[Set problem]
Will you restate verbatim the lines running from the line with "point: pointed steeple" to the end of the data, leaving out everything else?

[Provided data]
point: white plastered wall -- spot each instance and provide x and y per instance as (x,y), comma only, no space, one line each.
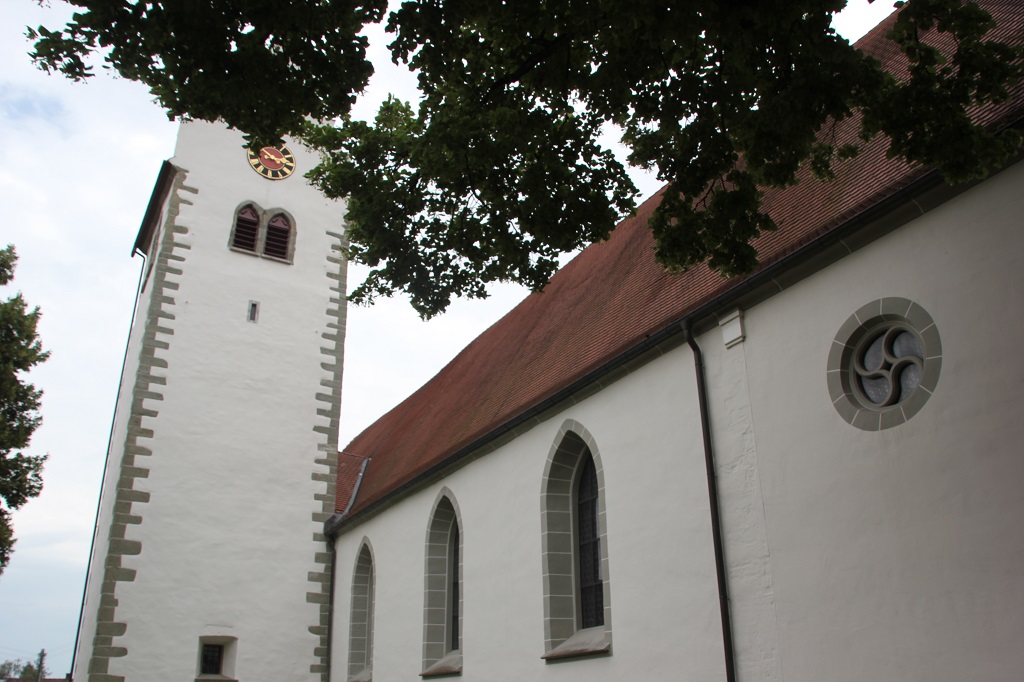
(119,431)
(894,554)
(227,536)
(665,617)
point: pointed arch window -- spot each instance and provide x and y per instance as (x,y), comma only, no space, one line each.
(577,607)
(360,622)
(442,592)
(246,235)
(266,233)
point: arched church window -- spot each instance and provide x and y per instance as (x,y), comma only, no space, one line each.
(442,592)
(246,233)
(279,237)
(574,549)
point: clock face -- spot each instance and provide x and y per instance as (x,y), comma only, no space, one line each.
(274,163)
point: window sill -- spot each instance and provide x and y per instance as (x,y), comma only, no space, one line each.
(589,642)
(365,675)
(450,665)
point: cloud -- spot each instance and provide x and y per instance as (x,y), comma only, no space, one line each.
(27,107)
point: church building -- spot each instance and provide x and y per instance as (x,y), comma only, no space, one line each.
(810,473)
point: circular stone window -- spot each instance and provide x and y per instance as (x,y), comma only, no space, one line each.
(884,364)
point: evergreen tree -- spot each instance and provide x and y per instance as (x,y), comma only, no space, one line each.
(20,475)
(501,167)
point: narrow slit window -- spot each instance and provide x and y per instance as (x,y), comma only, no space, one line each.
(589,539)
(213,659)
(279,238)
(246,229)
(454,587)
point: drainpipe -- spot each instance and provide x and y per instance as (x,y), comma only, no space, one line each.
(107,460)
(716,522)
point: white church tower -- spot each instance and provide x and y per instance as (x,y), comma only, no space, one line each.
(208,560)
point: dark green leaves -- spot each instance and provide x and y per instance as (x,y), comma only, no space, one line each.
(502,167)
(260,66)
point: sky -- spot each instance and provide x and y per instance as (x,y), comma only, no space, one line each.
(78,166)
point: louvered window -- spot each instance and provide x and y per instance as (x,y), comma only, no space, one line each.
(253,232)
(246,229)
(279,237)
(213,656)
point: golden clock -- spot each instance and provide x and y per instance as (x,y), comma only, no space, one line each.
(273,163)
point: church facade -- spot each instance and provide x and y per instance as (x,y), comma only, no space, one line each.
(208,559)
(810,473)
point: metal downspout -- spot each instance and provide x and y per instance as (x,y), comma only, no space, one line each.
(716,522)
(107,461)
(331,538)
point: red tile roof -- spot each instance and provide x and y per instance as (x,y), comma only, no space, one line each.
(612,296)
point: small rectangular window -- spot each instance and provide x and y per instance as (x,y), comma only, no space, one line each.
(213,659)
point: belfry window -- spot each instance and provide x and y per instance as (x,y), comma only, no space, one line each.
(266,233)
(360,624)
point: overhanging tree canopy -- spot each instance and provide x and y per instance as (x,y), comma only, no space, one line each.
(500,168)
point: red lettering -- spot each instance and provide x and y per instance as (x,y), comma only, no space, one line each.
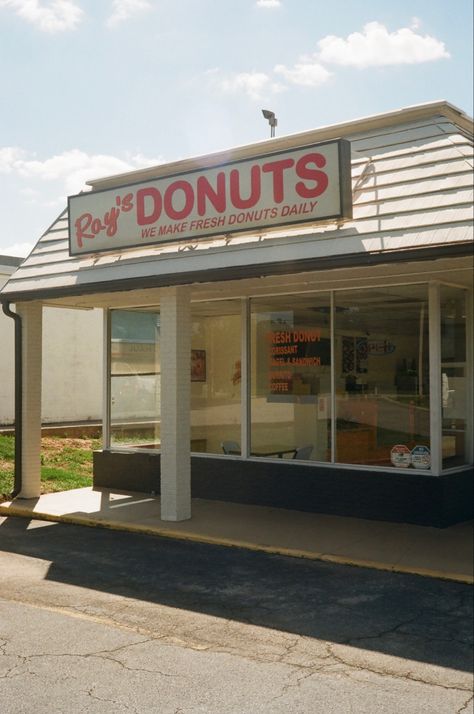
(216,197)
(154,210)
(111,221)
(187,189)
(255,188)
(319,177)
(127,202)
(82,224)
(277,168)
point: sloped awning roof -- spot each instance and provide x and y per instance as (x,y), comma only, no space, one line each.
(412,196)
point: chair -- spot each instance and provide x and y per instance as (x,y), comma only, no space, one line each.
(230,447)
(303,452)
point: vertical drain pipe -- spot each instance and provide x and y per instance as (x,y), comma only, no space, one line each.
(18,396)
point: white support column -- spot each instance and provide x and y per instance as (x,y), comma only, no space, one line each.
(175,344)
(32,334)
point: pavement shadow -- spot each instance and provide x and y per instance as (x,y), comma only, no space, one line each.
(402,615)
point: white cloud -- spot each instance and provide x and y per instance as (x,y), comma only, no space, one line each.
(124,9)
(376,46)
(255,84)
(70,170)
(53,16)
(304,73)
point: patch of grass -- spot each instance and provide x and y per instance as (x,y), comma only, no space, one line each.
(66,463)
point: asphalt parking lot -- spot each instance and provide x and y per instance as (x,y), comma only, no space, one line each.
(356,631)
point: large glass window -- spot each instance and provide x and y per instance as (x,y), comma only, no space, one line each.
(216,376)
(382,377)
(332,378)
(454,387)
(135,378)
(291,377)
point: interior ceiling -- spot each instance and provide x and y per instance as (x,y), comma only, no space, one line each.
(448,270)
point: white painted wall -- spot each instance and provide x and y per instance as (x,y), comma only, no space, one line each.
(72,364)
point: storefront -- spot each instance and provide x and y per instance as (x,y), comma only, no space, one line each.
(288,323)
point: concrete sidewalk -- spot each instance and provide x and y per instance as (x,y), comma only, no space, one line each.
(440,553)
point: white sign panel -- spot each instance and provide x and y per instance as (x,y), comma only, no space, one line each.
(311,183)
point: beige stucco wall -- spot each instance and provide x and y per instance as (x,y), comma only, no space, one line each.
(72,364)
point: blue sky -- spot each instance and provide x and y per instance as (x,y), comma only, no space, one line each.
(95,87)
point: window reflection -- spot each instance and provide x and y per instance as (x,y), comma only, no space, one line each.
(382,377)
(454,388)
(135,378)
(291,377)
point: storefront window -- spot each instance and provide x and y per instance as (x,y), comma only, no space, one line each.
(382,377)
(291,377)
(135,378)
(216,377)
(454,387)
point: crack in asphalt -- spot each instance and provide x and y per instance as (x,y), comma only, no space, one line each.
(409,676)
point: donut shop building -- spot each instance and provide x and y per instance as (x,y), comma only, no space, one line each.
(288,323)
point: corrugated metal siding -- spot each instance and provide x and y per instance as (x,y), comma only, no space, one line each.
(412,187)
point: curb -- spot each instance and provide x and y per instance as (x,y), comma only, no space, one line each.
(18,511)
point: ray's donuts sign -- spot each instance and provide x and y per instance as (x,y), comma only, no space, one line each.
(307,184)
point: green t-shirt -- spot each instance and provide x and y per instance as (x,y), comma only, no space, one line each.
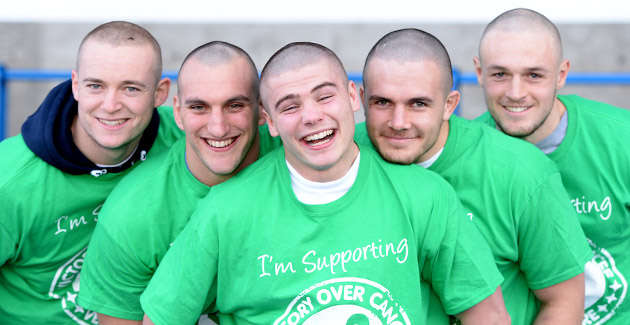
(594,162)
(514,195)
(137,225)
(378,253)
(46,221)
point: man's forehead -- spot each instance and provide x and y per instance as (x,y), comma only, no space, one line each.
(96,49)
(532,41)
(304,78)
(383,70)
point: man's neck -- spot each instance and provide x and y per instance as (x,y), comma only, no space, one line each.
(549,124)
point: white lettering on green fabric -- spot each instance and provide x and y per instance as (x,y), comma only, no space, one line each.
(278,267)
(336,262)
(65,223)
(344,301)
(584,206)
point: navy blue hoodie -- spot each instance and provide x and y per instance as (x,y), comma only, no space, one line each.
(48,134)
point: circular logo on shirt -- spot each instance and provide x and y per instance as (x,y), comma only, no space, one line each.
(65,287)
(605,287)
(344,301)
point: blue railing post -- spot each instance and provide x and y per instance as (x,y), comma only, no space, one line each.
(456,85)
(3,102)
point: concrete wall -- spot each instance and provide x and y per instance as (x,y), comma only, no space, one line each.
(591,48)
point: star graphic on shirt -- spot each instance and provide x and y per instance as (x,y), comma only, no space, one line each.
(615,286)
(72,297)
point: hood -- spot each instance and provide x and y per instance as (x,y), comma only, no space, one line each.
(48,134)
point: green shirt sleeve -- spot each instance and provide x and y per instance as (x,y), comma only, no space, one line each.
(113,278)
(461,268)
(184,285)
(552,245)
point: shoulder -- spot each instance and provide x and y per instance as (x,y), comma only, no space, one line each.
(598,111)
(486,119)
(407,180)
(141,192)
(262,171)
(23,166)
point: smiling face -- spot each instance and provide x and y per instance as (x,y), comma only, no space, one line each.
(407,109)
(312,108)
(117,91)
(218,110)
(521,73)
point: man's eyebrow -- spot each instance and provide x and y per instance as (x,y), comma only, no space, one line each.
(239,98)
(125,82)
(96,80)
(134,82)
(322,85)
(287,97)
(423,99)
(500,67)
(195,101)
(375,97)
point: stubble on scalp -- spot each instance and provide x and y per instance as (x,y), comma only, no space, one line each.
(522,20)
(122,33)
(411,45)
(297,55)
(217,53)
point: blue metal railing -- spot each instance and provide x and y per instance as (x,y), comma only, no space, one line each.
(459,79)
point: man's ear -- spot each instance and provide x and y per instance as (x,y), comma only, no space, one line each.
(272,129)
(355,101)
(261,114)
(177,112)
(161,91)
(478,71)
(75,85)
(451,103)
(565,65)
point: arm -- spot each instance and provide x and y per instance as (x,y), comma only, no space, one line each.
(489,311)
(109,320)
(147,321)
(562,303)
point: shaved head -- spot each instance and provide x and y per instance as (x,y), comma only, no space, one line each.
(523,20)
(122,33)
(297,55)
(411,45)
(217,53)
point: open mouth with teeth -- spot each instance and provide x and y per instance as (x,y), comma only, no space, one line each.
(221,145)
(113,124)
(516,109)
(319,138)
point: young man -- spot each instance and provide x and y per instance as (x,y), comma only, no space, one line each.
(217,107)
(323,231)
(86,135)
(521,68)
(510,190)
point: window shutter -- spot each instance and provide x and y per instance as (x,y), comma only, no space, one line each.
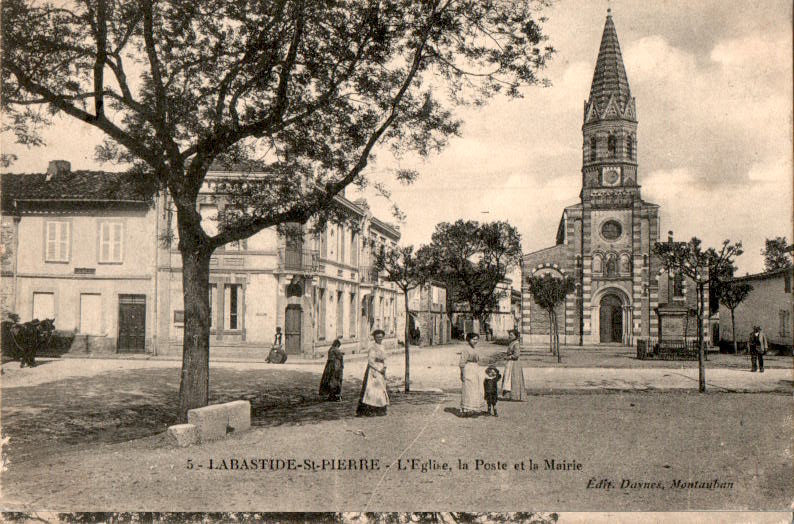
(63,253)
(117,238)
(104,242)
(51,240)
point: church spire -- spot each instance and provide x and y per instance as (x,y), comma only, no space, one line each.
(609,78)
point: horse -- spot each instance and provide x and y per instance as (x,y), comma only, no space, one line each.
(29,337)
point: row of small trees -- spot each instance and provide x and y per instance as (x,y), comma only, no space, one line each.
(703,266)
(467,258)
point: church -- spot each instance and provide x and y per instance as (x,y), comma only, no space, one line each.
(605,242)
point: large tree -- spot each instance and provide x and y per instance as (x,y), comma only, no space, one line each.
(731,295)
(309,89)
(691,260)
(473,259)
(548,292)
(777,253)
(408,270)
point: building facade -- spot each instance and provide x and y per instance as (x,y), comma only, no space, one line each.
(769,305)
(605,241)
(84,248)
(80,247)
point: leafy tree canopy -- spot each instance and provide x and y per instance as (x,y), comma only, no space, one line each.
(548,291)
(299,91)
(733,293)
(777,253)
(473,259)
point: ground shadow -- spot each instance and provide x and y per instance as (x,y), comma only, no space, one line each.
(124,405)
(460,414)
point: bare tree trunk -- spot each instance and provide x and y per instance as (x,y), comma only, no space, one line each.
(701,363)
(551,333)
(407,347)
(194,380)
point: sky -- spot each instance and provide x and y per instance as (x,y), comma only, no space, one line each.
(712,81)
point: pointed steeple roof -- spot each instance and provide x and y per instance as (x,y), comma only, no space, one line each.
(609,78)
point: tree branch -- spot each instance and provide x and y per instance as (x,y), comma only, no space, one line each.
(101,123)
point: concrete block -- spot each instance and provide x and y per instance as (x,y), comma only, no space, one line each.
(210,421)
(183,435)
(239,415)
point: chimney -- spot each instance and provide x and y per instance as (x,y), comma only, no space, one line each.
(58,167)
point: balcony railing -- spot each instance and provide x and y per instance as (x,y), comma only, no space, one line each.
(305,260)
(369,275)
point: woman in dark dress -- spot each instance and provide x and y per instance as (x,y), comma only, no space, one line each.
(331,383)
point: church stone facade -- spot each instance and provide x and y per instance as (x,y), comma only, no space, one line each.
(605,241)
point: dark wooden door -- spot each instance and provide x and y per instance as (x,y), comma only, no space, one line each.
(617,324)
(292,329)
(610,320)
(132,324)
(293,254)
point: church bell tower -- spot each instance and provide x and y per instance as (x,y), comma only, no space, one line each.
(618,227)
(610,122)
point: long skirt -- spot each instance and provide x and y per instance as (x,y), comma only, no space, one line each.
(513,382)
(331,382)
(471,396)
(374,398)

[Expected answer]
point: pointed steeple roof -- spot each instance and provide x and y per instance as (x,y), comma only, no space, one line each.
(609,78)
point: tree branch -- spot each instance and provide x and y per instance as (x,y), comma only, no space, one line each.
(101,123)
point: concrete block -- spot each instance and provide x and y per instance as (x,y), comma only, no space, one line each.
(210,421)
(183,435)
(239,415)
point: chimney -- spot each instance and provide x and y per instance as (x,y), comma only, no space, one line each.
(58,167)
point: balcony railing -- spot each instance and provide x and y per instance as (x,y), comma only, no space, one line each.
(305,260)
(369,275)
point: woman in dark dress -- spot each instance and provide x and y per instance as (x,y), comma only, no space, one line each.
(331,383)
point: church stone facade -- spot each instance and provide x and y per instance as (x,y), comma only, no space, one line each.
(605,241)
point: dark wooden door -- spot each instance and provide x and y per instance as (x,y), comma only, no space, one line each.
(617,324)
(292,329)
(610,320)
(132,324)
(293,254)
point: church bell tower -- spot each instance and provide x and y per instance as (x,y), comma only, no space, one line each.
(618,227)
(610,122)
point: long skirt -- spot each instance and provide x and y per instance as (x,y), comma only, no space, one line each.
(513,382)
(331,382)
(471,396)
(374,398)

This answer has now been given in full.